▶ [What the task asks]:
Set out every line of the records below as a Markdown table with two columns, Row and Line, numbering each row and leaving out blank lines. Do not include the pictures.

========================

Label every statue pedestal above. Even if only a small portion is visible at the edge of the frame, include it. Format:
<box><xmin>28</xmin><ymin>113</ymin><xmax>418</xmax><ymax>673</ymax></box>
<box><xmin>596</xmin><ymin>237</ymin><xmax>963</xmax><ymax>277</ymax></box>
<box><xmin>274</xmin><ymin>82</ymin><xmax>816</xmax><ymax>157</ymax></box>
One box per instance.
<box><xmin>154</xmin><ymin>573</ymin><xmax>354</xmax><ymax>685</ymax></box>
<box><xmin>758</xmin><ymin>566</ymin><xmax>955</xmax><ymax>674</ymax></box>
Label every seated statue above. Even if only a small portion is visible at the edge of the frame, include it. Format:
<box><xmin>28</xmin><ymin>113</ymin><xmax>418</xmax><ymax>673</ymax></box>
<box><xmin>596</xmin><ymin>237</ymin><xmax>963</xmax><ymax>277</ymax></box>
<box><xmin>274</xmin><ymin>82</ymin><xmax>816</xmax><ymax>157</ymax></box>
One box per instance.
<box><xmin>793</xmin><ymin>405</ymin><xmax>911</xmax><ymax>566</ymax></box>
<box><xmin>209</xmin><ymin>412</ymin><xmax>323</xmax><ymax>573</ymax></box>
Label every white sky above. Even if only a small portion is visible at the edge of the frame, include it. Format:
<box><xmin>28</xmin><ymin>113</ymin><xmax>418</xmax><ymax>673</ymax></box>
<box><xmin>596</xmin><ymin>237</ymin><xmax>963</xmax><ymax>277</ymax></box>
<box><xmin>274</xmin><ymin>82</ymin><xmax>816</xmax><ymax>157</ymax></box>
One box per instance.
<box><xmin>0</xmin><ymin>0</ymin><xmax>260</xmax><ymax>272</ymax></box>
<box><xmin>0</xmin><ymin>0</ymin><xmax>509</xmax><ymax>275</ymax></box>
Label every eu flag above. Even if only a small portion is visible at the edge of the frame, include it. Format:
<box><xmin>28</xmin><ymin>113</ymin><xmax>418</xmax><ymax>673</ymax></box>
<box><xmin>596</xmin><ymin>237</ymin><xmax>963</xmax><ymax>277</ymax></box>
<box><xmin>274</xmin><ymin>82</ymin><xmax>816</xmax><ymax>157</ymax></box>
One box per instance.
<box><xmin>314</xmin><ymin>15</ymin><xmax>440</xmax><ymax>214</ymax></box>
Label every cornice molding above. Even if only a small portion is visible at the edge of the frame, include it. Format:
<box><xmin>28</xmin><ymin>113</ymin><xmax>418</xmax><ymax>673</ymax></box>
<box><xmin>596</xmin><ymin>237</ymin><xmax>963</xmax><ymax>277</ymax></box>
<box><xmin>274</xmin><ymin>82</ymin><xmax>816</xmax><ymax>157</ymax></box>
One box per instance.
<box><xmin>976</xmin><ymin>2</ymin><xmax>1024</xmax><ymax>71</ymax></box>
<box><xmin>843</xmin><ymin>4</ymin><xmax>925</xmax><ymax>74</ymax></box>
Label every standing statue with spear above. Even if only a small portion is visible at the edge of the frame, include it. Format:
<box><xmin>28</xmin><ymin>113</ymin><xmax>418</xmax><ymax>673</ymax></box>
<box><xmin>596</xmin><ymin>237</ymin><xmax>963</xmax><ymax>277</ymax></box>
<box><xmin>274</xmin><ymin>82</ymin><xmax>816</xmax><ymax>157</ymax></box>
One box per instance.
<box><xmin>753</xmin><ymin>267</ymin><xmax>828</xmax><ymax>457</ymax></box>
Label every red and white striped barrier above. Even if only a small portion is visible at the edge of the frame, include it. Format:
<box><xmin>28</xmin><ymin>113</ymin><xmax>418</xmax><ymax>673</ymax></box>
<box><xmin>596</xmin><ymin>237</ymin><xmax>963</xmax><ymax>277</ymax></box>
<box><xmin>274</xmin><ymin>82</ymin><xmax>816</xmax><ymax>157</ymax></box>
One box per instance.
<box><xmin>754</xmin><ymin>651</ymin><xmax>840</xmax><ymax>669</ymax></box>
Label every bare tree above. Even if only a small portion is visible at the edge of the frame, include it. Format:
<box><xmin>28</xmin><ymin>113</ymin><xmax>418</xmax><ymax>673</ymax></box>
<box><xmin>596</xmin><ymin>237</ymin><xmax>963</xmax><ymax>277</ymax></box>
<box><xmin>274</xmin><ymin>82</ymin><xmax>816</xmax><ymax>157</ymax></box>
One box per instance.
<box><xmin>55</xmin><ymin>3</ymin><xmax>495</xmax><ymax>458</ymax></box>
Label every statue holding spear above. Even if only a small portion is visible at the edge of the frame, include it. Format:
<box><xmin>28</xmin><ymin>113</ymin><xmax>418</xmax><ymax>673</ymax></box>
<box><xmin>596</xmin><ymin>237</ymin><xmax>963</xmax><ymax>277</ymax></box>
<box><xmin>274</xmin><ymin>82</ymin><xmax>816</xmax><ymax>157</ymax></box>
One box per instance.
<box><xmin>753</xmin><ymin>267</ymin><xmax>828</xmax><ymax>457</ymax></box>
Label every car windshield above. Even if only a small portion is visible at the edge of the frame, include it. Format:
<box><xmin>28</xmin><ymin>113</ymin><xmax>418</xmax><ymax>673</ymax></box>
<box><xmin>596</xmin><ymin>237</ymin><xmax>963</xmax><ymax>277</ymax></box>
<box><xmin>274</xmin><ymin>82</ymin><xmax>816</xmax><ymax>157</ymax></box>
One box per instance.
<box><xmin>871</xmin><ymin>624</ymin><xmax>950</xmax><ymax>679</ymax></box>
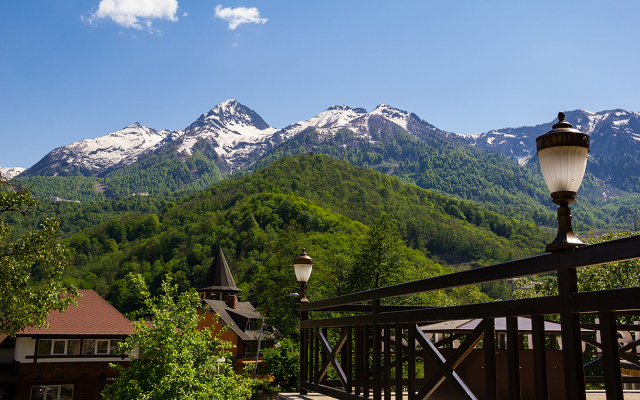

========================

▶ [Expected answer]:
| Row | Line |
|---|---|
| 1 | Label every statue pedestal above. Even if only a small portion is visible at the edge of the frame, include it. Format: |
| 2 | <box><xmin>28</xmin><ymin>113</ymin><xmax>418</xmax><ymax>673</ymax></box> |
| 3 | <box><xmin>596</xmin><ymin>237</ymin><xmax>963</xmax><ymax>277</ymax></box> |
| 4 | <box><xmin>274</xmin><ymin>82</ymin><xmax>816</xmax><ymax>157</ymax></box> |
| 5 | One box per instance. |
| 6 | <box><xmin>154</xmin><ymin>573</ymin><xmax>354</xmax><ymax>685</ymax></box> |
| 7 | <box><xmin>758</xmin><ymin>566</ymin><xmax>955</xmax><ymax>674</ymax></box> |
| 8 | Label every seated statue above. Even if only a small portion is visible at the edge of the frame, include it. Format: |
| 9 | <box><xmin>28</xmin><ymin>113</ymin><xmax>418</xmax><ymax>673</ymax></box> |
| 10 | <box><xmin>596</xmin><ymin>237</ymin><xmax>963</xmax><ymax>277</ymax></box> |
| 11 | <box><xmin>274</xmin><ymin>82</ymin><xmax>816</xmax><ymax>157</ymax></box> |
| 12 | One box per instance. |
| 13 | <box><xmin>793</xmin><ymin>405</ymin><xmax>911</xmax><ymax>566</ymax></box> |
| 14 | <box><xmin>209</xmin><ymin>412</ymin><xmax>323</xmax><ymax>573</ymax></box> |
| 15 | Label every white sky above. Even if only a small portion is visible at the edge of the frame, include it. Format: |
| 16 | <box><xmin>28</xmin><ymin>113</ymin><xmax>418</xmax><ymax>673</ymax></box> |
| 17 | <box><xmin>596</xmin><ymin>237</ymin><xmax>963</xmax><ymax>277</ymax></box> |
| 18 | <box><xmin>274</xmin><ymin>82</ymin><xmax>816</xmax><ymax>157</ymax></box> |
| 19 | One box per instance. |
| 20 | <box><xmin>0</xmin><ymin>0</ymin><xmax>260</xmax><ymax>272</ymax></box> |
| 21 | <box><xmin>0</xmin><ymin>0</ymin><xmax>509</xmax><ymax>275</ymax></box> |
| 22 | Label every eu flag above. Even if only a small portion is visible at the edge of the frame, include it. Format: |
| 23 | <box><xmin>28</xmin><ymin>113</ymin><xmax>418</xmax><ymax>673</ymax></box> |
| 24 | <box><xmin>596</xmin><ymin>237</ymin><xmax>963</xmax><ymax>277</ymax></box> |
| 25 | <box><xmin>274</xmin><ymin>82</ymin><xmax>816</xmax><ymax>157</ymax></box> |
| 26 | One box per instance. |
| 27 | <box><xmin>314</xmin><ymin>15</ymin><xmax>440</xmax><ymax>214</ymax></box> |
| 28 | Label every cornice molding above. Even if only a small portion is visible at the edge of the frame, include it. Format: |
| 29 | <box><xmin>28</xmin><ymin>113</ymin><xmax>418</xmax><ymax>673</ymax></box> |
| 30 | <box><xmin>596</xmin><ymin>237</ymin><xmax>963</xmax><ymax>277</ymax></box> |
| 31 | <box><xmin>274</xmin><ymin>82</ymin><xmax>816</xmax><ymax>157</ymax></box> |
| 32 | One box per instance. |
| 33 | <box><xmin>976</xmin><ymin>2</ymin><xmax>1024</xmax><ymax>71</ymax></box> |
| 34 | <box><xmin>843</xmin><ymin>4</ymin><xmax>925</xmax><ymax>74</ymax></box> |
| 35 | Label every standing statue with spear above. Even if only a small portion is visible at the edge of the frame, include it. Format: |
| 36 | <box><xmin>28</xmin><ymin>113</ymin><xmax>418</xmax><ymax>673</ymax></box> |
| 37 | <box><xmin>596</xmin><ymin>237</ymin><xmax>963</xmax><ymax>277</ymax></box> |
| 38 | <box><xmin>274</xmin><ymin>82</ymin><xmax>816</xmax><ymax>157</ymax></box> |
| 39 | One box per instance. |
| 40 | <box><xmin>753</xmin><ymin>267</ymin><xmax>828</xmax><ymax>457</ymax></box> |
| 41 | Label every red and white striped barrier above. Even if only a small portion is visible at the edge of the frame, include it. Format: |
| 42 | <box><xmin>28</xmin><ymin>113</ymin><xmax>418</xmax><ymax>673</ymax></box> |
| 43 | <box><xmin>596</xmin><ymin>237</ymin><xmax>963</xmax><ymax>277</ymax></box> |
| 44 | <box><xmin>274</xmin><ymin>82</ymin><xmax>816</xmax><ymax>157</ymax></box> |
| 45 | One box per instance. |
| 46 | <box><xmin>754</xmin><ymin>651</ymin><xmax>840</xmax><ymax>669</ymax></box> |
| 47 | Label every bare tree above. Even if only a small portion is visible at the edge of the frame, include it. Format: |
| 48 | <box><xmin>28</xmin><ymin>113</ymin><xmax>418</xmax><ymax>673</ymax></box> |
| 49 | <box><xmin>596</xmin><ymin>237</ymin><xmax>963</xmax><ymax>277</ymax></box> |
| 50 | <box><xmin>274</xmin><ymin>82</ymin><xmax>816</xmax><ymax>157</ymax></box> |
| 51 | One box per instance. |
| 52 | <box><xmin>55</xmin><ymin>3</ymin><xmax>495</xmax><ymax>458</ymax></box> |
| 53 | Label every statue holding spear above. Even if only a small portion is visible at the edge of the frame, include it. Format: |
| 54 | <box><xmin>28</xmin><ymin>113</ymin><xmax>418</xmax><ymax>673</ymax></box> |
| 55 | <box><xmin>596</xmin><ymin>237</ymin><xmax>963</xmax><ymax>277</ymax></box> |
| 56 | <box><xmin>274</xmin><ymin>82</ymin><xmax>816</xmax><ymax>157</ymax></box> |
| 57 | One box per instance. |
| 58 | <box><xmin>753</xmin><ymin>267</ymin><xmax>828</xmax><ymax>457</ymax></box> |
| 59 | Label every car windshield above. Even if only a small portion is visible at the edge of the frame, include it. Format: |
| 60 | <box><xmin>28</xmin><ymin>113</ymin><xmax>418</xmax><ymax>673</ymax></box> |
| 61 | <box><xmin>596</xmin><ymin>237</ymin><xmax>963</xmax><ymax>277</ymax></box> |
| 62 | <box><xmin>274</xmin><ymin>82</ymin><xmax>816</xmax><ymax>157</ymax></box> |
| 63 | One box per instance. |
| 64 | <box><xmin>871</xmin><ymin>624</ymin><xmax>950</xmax><ymax>679</ymax></box> |